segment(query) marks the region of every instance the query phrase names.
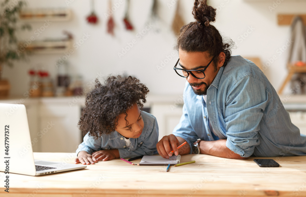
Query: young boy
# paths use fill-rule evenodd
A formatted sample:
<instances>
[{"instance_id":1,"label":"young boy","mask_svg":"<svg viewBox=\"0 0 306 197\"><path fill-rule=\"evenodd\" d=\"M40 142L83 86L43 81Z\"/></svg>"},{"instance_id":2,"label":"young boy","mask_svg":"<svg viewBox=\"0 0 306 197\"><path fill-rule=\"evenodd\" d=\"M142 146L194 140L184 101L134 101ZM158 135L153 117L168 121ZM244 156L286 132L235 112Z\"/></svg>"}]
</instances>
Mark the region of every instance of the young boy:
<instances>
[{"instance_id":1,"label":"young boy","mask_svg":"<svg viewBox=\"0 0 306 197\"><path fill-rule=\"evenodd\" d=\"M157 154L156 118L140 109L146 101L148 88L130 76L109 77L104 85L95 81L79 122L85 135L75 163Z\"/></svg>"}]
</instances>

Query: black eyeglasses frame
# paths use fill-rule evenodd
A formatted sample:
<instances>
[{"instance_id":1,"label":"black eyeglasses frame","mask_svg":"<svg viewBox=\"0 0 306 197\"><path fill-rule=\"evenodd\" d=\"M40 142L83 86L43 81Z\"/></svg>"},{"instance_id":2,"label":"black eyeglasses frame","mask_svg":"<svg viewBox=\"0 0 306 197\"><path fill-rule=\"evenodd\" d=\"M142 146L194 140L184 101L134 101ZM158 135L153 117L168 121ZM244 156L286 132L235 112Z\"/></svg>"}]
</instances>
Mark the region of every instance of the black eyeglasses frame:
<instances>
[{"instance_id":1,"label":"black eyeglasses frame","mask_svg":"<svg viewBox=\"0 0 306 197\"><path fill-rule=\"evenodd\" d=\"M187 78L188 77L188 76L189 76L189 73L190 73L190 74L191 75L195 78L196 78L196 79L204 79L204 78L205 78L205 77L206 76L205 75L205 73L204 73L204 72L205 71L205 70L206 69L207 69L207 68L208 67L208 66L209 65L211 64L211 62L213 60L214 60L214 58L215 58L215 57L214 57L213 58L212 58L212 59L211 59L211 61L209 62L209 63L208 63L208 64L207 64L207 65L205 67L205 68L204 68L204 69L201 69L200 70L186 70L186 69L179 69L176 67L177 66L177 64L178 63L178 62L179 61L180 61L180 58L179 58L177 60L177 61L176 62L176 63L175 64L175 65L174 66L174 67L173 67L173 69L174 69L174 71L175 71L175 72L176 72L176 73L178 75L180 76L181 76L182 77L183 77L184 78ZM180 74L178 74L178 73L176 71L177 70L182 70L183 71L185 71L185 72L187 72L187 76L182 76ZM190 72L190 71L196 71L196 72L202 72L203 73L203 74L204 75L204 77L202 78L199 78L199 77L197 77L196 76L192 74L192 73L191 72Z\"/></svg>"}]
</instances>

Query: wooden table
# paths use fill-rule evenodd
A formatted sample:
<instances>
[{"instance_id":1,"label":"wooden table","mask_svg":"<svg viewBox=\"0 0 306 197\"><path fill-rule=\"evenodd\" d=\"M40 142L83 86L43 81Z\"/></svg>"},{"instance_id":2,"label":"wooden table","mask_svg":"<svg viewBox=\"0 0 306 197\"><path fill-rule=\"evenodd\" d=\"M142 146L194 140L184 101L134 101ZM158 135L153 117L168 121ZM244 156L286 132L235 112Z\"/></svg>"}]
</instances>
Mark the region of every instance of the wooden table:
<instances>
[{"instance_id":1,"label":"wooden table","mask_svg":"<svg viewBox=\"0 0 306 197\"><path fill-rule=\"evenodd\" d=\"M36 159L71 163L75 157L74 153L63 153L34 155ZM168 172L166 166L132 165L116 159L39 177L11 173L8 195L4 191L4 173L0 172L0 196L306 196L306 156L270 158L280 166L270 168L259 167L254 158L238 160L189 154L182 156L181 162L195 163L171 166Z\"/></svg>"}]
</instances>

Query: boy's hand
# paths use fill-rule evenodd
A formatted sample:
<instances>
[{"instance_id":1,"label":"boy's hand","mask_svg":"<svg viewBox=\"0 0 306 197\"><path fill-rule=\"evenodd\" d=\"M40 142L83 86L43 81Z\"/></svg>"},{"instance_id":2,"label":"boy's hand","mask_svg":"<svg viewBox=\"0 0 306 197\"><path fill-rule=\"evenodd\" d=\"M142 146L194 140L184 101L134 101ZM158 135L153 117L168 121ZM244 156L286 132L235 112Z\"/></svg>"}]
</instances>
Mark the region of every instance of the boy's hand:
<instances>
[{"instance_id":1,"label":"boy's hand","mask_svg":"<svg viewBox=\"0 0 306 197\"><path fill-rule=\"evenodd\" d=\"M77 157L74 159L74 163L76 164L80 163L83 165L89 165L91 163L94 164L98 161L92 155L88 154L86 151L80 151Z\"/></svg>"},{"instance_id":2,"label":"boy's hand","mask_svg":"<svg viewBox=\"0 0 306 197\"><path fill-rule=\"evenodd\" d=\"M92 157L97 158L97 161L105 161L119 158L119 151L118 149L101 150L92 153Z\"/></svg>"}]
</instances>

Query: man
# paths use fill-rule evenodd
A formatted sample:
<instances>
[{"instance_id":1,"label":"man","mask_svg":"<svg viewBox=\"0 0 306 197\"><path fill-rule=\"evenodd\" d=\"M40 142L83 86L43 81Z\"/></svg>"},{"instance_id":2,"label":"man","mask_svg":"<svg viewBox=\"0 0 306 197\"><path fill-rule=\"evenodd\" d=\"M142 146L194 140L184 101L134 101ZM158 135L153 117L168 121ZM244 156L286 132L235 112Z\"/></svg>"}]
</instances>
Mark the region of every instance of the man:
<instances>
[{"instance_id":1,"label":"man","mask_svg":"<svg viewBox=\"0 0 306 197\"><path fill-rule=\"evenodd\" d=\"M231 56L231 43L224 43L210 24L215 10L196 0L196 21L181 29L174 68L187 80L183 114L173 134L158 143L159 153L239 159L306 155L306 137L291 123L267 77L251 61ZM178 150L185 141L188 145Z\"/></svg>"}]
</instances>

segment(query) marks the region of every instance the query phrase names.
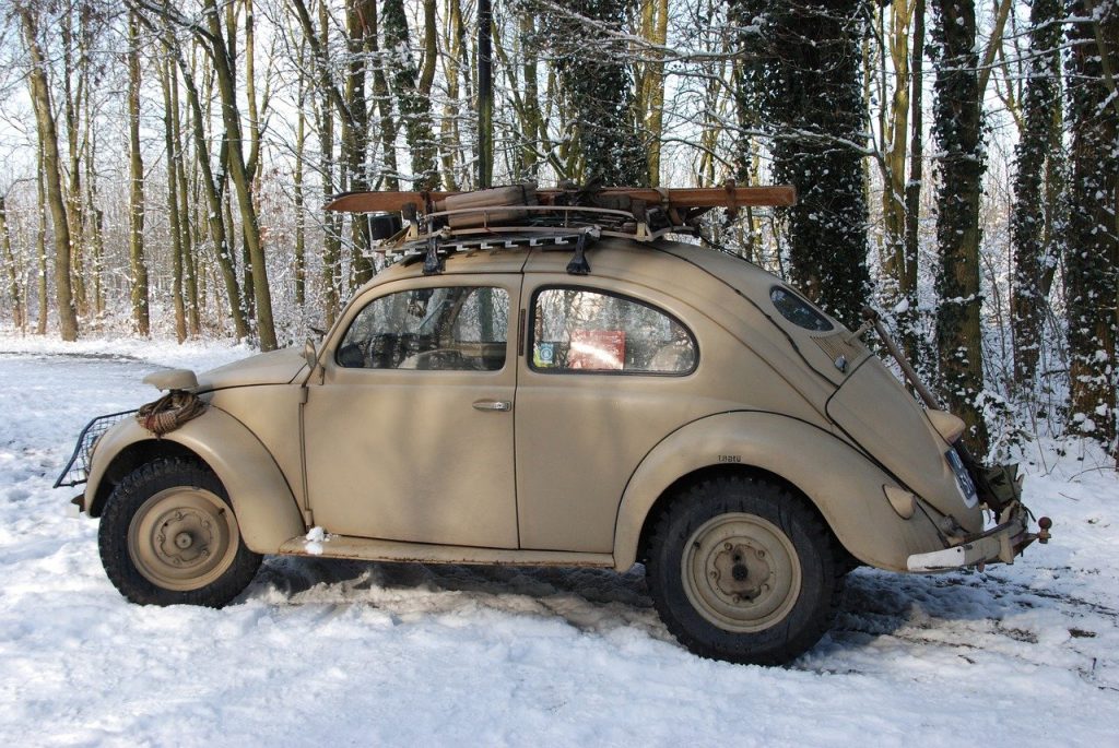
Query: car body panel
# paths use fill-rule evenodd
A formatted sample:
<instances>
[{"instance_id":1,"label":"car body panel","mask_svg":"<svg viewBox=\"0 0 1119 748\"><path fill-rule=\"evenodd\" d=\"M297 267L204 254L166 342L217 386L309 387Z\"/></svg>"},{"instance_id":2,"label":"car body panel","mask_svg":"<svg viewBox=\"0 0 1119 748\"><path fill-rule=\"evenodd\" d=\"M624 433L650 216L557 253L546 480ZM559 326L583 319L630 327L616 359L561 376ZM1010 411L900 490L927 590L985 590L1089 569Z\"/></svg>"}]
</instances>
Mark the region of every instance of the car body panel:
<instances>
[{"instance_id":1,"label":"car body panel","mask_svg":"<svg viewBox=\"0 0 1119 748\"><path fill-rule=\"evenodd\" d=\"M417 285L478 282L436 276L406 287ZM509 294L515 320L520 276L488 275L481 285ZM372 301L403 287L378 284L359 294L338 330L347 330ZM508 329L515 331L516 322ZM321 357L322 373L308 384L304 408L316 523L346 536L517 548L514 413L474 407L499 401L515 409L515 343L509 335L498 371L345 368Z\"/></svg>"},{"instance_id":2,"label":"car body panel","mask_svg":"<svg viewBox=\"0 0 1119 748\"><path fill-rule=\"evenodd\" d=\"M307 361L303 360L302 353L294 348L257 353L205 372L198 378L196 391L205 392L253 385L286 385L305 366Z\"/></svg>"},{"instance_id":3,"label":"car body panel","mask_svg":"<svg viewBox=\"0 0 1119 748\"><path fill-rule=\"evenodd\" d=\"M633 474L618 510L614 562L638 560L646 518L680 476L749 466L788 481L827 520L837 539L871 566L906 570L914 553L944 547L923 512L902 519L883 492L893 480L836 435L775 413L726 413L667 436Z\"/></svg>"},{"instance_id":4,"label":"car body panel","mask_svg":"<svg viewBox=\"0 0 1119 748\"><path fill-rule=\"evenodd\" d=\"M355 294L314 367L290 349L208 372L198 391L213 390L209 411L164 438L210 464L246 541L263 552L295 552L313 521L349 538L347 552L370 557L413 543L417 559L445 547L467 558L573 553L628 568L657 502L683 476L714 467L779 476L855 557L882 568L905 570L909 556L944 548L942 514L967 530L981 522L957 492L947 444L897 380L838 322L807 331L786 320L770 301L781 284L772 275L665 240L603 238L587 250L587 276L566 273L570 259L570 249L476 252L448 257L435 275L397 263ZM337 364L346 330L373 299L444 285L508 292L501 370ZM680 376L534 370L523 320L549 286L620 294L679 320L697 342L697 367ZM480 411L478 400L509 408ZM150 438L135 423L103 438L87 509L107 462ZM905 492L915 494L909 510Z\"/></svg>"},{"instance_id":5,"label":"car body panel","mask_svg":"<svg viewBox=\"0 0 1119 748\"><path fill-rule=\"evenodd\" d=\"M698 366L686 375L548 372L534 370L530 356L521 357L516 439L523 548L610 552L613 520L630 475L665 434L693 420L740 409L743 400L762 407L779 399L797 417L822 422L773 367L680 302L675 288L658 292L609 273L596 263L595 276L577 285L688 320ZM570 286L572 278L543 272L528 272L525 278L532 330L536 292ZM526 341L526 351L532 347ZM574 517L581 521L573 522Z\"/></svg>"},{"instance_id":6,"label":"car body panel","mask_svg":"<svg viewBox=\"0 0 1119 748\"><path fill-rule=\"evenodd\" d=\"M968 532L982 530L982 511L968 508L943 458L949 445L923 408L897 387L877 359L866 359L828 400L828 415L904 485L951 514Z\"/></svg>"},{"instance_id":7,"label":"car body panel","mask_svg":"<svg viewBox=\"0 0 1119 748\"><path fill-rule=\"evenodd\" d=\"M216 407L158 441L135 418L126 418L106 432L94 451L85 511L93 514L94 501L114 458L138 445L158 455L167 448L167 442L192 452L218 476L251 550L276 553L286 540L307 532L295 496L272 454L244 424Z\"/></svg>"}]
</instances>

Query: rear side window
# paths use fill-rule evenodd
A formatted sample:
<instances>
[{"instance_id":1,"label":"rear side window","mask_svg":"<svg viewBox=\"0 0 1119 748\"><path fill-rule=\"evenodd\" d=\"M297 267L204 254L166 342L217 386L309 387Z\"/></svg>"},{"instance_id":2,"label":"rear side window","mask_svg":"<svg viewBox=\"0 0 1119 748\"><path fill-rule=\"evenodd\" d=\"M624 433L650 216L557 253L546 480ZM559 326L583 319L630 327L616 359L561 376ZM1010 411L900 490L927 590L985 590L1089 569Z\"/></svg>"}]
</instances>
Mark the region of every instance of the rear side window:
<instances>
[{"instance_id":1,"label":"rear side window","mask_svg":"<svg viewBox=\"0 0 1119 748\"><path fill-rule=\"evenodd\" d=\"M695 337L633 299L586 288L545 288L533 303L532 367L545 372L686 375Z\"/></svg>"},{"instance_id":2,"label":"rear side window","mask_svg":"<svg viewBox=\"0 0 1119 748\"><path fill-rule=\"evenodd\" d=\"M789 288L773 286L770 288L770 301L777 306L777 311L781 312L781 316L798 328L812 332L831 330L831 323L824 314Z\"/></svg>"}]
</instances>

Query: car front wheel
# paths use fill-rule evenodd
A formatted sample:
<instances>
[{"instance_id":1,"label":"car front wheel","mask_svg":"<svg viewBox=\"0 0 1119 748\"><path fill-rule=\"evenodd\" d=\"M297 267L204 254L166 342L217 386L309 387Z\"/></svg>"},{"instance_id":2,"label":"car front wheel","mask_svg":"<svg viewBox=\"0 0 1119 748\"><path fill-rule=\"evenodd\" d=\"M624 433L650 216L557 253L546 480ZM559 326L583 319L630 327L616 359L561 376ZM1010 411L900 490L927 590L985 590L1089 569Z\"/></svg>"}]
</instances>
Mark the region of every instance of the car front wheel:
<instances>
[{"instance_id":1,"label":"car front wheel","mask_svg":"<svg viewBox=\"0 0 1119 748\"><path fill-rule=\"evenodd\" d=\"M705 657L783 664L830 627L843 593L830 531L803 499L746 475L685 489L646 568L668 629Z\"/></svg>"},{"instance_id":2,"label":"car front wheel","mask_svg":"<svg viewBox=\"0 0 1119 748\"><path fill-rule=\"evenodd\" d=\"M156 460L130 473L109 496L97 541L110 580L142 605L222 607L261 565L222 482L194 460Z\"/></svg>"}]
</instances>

# Aim of the task
Extract the closing run of lines, starting with the one containing "Query: car front wheel" and ending at the last, exactly as written.

# Solved exercise
Query: car front wheel
# paths use fill-rule evenodd
A formatted sample:
<instances>
[{"instance_id":1,"label":"car front wheel","mask_svg":"<svg viewBox=\"0 0 1119 748\"><path fill-rule=\"evenodd\" d=\"M297 267L204 254L166 342L217 386L309 387Z\"/></svg>"},{"instance_id":2,"label":"car front wheel","mask_svg":"<svg viewBox=\"0 0 1119 748\"><path fill-rule=\"evenodd\" d=\"M624 433L650 216L557 253L546 480ZM559 326L583 319L630 327L616 359L561 376ZM1010 411L900 490L927 590L985 590L1089 569Z\"/></svg>"}]
</instances>
Mark the region of every instance of the car front wheel:
<instances>
[{"instance_id":1,"label":"car front wheel","mask_svg":"<svg viewBox=\"0 0 1119 748\"><path fill-rule=\"evenodd\" d=\"M705 657L783 664L830 627L843 593L830 531L803 499L746 475L685 489L646 568L668 629Z\"/></svg>"},{"instance_id":2,"label":"car front wheel","mask_svg":"<svg viewBox=\"0 0 1119 748\"><path fill-rule=\"evenodd\" d=\"M156 460L130 473L109 496L97 541L110 580L142 605L222 607L261 565L222 482L194 460Z\"/></svg>"}]
</instances>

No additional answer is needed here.